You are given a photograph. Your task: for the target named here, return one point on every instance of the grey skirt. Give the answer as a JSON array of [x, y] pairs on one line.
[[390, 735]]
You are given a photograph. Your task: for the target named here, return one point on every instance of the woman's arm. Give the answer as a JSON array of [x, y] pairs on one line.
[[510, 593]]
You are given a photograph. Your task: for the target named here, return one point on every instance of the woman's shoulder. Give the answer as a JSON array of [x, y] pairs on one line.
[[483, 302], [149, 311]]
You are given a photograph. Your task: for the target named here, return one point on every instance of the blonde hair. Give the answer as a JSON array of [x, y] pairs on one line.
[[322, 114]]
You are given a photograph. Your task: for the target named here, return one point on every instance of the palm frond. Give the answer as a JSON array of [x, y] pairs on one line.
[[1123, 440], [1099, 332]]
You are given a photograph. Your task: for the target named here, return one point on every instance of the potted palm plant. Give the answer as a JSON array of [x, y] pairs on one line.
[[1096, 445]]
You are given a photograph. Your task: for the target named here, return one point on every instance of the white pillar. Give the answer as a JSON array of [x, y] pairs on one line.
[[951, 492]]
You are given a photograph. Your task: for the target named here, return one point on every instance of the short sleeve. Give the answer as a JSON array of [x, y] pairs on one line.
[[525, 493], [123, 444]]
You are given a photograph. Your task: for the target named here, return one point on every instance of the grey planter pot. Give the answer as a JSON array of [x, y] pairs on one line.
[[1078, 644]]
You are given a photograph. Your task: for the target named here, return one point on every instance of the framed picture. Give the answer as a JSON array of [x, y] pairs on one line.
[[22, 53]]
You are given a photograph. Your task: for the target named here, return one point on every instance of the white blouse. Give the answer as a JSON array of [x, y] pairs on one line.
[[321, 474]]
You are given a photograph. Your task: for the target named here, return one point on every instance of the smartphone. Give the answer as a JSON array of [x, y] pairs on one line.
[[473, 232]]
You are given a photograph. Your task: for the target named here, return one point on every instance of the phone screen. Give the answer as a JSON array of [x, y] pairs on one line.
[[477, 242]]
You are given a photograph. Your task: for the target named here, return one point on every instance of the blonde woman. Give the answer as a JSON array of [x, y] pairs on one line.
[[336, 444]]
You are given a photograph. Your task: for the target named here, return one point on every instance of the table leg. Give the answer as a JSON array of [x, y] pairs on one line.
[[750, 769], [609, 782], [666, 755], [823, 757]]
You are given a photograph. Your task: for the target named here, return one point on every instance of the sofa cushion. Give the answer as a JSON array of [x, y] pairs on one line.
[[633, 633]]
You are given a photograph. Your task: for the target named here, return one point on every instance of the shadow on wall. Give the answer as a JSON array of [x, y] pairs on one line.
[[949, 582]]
::::::::
**Aim of the exercise**
Update the listing above by replacing "every instance" with "each instance" wherever it occurs. Write out every line again with nothing else changed.

**Result**
You are given a photograph. Your task: for the target named here, return one point on each instance of the grey skirt. Give the answer as a JSON array of [x, y] pairs on one line.
[[390, 735]]
You are given a photograph. Your task: for the target named here, return one point on each instance of the woman's arm. Give the answer as a JSON array of [x, y] pairs on one line.
[[510, 593]]
You are given a photograph. Your task: for the target named here, return one point on each instance of the woman's shoulder. Give the answer as a JSON array of [x, y] pairs on one line.
[[483, 302], [149, 311]]
You are given a photograph. Your task: for the target named here, return one point on each instance of the blonde hair. Give the answer as a JSON array of [x, y] pairs on one line.
[[322, 114]]
You are given a photograph. Your task: for the target named here, return one point on each instance of the palm frond. Give the answer as a JSON array of [x, y] pairs on one line.
[[1123, 440], [1099, 332]]
You are given a photograph. Your task: for the target named here, return one point on each instance of the potted palm plant. Give the answer as a JSON array of [x, y] pairs on one line.
[[1096, 445]]
You are given a photograph. Your task: for the target named here, return one point on each instance of the white pillar. Give the answer as a JSON array of [x, y] pairs on one line.
[[951, 492]]
You are given a photograph. Your task: for the target named here, return one point on each instance of the short sleeve. Give the answer as a JSON array of [x, y] pairs on one line.
[[525, 493], [123, 444]]
You are given a photograph. Your task: for the target named here, return one point on each instance of the grey planter pot. Give the answer as a JSON array of [x, y] pairs on one line.
[[1078, 644]]
You are given a photograph. Your task: for the target named here, return one point on each instance of the framed picture. Give the answer as a JSON array of [x, y] pairs on one line.
[[22, 53]]
You are given a photograph. Your task: for the target named here, return one point on each instance of the white blouse. Give the answer as a JSON array of [x, y] pairs on one line.
[[321, 474]]
You are given a photograph. Your task: for the target named here, return one point on each instance of the smartphone. Give the answer as a JSON array of [x, y] pairs on one line.
[[473, 232]]
You are given a photograph. Your task: for the target named here, return one point on each instance of the phone screen. Give the answer as a JSON array of [x, y] pairs on one line.
[[477, 242]]
You are given a photograph. Your task: for the target named here, return one point on each instance of the blonde woman. Give the answer as a JSON array of [x, y] pairs on one line.
[[336, 444]]
You are given a photograph. Your task: for the target named here, return one point on each instance of the table leg. Give the answer as a JSON array of [x, y] pairs on one line.
[[750, 769], [609, 782], [666, 755], [823, 757]]
You are given a photograph. Your task: for the target named here, return one point on each instance of the sofa cushion. Give the answer as a JSON array of [x, y] pairs on one line.
[[633, 633]]
You are given a photograph. Your task: for the target named here, return one point on each instance of the shadow on wall. Give the answer as a JSON array of [x, y] pairs on one line.
[[949, 582]]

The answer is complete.